PROVIDED TEXT >>
8-K 1 d8k.htm CURRENT REPORT Current Report

 

UNITED STATES

SECURITIES AND EXCHANGE COMMISSION

Washington D.C., 20549

 

Form 8-K

 

Current Report

Pursuant to Section 13 or 15(d) of the Securities Exchange Act of 1934

 

Date Of Report (Date Of Earliest Event Reported): 12/31/2005

 

Owens Corning

(Exact Name of Registrant as Specified in its Charter)

 

Commission File Number: 1-3660

 

DE   34-4323452

(State or Other Jurisdiction of

Incorporation or Organization)

 

(I.R.S. Employer

Identification No.)

 

One Owens Corning Parkway, Toledo, OH 43659

(Address of Principal Executive Offices, Including Zip Code)

 

419-248-8000

(Registrant’s Telephone Number, Including Area Code)

 


(Former name or former address, if changed since last report)

 

Check the appropriate box below if the Form 8-K filing is intended to simultaneously satisfy the filing obligation of the registrant under any of the following provisions:

 

¨ Written communications pursuant to Rule 425 under the Securities Act (17 CFR 230.425)

 

¨ Soliciting material pursuant to Rule 14a-12 under the Exchange Act (17 CFR 240.14a-12)

 

¨ Pre-commencement communications pursuant to Rule 14d-2(b) under the Exchange Act (17 CFR 240.14d-2(b))

 

¨ Pre-commencement communications pursuant to Rule 13e-4(c) under the Exchange Act (17 CFR 240.13e-4(c))

 



 

Items to be Included in this Report

 

Item 8.01. Other Events.

 

As previously reported, on October 5, 2000, Owens Corning and certain of its United States subsidiaries (collectively, the “Debtors”) filed voluntary petitions with the United States Bankruptcy Court for the District of Delaware (the “Court”) seeking relief under Chapter 11 of the United States Bankruptcy Code.

DIRECTIONS >>
A - According to the filing, on what date did Owens Corning and certain of its United States subsidiaries file voluntary petitions with the bankruptcy court?
B - Repeat the filing word for word from "One Owens Corning" to "since last report)".

(Outline records)
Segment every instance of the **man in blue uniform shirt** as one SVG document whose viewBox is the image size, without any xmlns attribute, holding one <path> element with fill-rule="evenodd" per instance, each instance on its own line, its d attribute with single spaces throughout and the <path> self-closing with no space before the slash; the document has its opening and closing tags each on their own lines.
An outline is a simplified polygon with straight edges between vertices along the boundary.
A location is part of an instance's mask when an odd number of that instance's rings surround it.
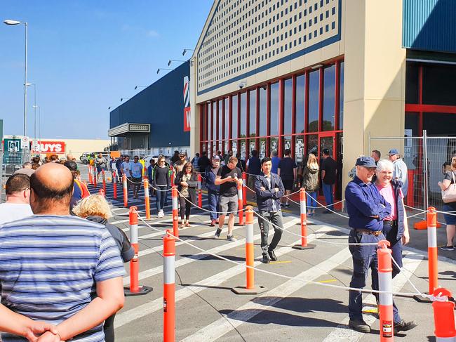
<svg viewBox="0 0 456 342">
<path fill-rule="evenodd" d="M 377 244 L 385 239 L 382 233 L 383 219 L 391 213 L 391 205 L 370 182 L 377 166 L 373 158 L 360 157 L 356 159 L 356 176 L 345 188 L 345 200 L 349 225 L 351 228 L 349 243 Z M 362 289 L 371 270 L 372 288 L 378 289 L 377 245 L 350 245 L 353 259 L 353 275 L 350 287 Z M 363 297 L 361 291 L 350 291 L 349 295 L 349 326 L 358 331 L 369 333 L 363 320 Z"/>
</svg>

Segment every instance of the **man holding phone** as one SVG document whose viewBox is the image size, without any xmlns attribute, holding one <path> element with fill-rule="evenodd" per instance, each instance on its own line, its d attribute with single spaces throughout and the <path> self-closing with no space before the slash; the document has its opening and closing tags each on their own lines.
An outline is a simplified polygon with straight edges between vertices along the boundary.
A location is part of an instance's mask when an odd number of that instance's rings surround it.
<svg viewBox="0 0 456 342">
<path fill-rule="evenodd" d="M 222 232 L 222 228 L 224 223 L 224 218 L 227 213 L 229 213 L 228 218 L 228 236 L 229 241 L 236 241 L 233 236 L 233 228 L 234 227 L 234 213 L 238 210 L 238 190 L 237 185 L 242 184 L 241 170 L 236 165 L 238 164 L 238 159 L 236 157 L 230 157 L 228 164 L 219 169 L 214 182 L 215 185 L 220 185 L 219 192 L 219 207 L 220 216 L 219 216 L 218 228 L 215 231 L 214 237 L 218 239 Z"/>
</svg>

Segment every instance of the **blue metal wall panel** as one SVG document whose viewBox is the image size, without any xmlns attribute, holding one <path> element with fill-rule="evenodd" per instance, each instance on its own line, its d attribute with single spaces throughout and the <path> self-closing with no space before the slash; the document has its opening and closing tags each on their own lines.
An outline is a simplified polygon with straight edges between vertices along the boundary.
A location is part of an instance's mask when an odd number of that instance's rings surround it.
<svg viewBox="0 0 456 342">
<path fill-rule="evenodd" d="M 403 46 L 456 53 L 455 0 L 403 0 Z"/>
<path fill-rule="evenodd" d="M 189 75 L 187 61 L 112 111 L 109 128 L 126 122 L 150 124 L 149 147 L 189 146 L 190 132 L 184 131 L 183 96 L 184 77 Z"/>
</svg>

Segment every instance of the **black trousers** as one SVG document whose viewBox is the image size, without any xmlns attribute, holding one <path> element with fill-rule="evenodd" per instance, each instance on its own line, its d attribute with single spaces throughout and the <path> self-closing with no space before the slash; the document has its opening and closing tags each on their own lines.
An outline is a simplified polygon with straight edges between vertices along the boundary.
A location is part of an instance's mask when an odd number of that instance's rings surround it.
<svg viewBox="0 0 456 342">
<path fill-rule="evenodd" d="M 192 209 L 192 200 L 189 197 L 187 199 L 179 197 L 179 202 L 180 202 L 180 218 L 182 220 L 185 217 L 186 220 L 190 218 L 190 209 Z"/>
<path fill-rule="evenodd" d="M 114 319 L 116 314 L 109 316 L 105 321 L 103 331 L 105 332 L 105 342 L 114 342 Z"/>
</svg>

* * *

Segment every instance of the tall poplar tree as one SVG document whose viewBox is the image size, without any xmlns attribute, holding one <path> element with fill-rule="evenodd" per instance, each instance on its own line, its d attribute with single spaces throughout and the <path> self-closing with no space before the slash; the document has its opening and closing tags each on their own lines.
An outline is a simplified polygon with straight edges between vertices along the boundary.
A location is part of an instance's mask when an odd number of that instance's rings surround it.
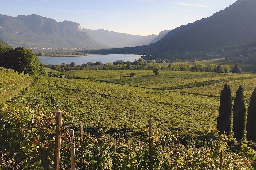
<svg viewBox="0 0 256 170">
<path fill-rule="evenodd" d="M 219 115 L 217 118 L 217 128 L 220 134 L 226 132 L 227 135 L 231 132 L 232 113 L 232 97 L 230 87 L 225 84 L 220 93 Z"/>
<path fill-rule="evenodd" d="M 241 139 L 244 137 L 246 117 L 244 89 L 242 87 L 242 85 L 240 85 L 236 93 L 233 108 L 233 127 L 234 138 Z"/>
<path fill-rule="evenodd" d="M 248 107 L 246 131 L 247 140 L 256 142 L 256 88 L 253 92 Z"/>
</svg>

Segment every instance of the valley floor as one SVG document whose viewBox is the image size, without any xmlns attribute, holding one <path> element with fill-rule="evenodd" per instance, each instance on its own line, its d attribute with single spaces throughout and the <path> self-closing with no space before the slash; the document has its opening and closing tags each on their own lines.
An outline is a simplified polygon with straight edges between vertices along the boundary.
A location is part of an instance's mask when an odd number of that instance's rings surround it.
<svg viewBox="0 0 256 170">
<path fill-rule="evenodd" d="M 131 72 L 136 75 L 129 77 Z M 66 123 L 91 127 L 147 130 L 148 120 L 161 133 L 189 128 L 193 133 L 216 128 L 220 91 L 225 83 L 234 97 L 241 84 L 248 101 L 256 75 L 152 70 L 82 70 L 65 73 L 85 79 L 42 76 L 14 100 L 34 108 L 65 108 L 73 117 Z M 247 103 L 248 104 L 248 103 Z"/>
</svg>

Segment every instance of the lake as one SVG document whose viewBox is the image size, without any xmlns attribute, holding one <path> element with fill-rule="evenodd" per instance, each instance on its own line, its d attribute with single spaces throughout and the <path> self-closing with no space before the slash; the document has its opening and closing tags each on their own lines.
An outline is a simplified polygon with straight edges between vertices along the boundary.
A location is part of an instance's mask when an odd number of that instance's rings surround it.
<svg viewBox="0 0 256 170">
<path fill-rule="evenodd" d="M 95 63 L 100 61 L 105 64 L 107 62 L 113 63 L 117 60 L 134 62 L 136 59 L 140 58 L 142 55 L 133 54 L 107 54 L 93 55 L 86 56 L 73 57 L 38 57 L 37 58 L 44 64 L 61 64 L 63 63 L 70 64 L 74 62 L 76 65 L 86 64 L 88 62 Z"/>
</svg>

RESPONSES FOR EACH TASK >>
A - October 5, 2000.

B -
One Owens Corning Parkway, Toledo, OH 43659

(Address of Principal Executive Offices, Including Zip Code)

 

419-248-8000

(Registrant’s Telephone Number, Including Area Code)

 


(Former name or former address, if changed since last report)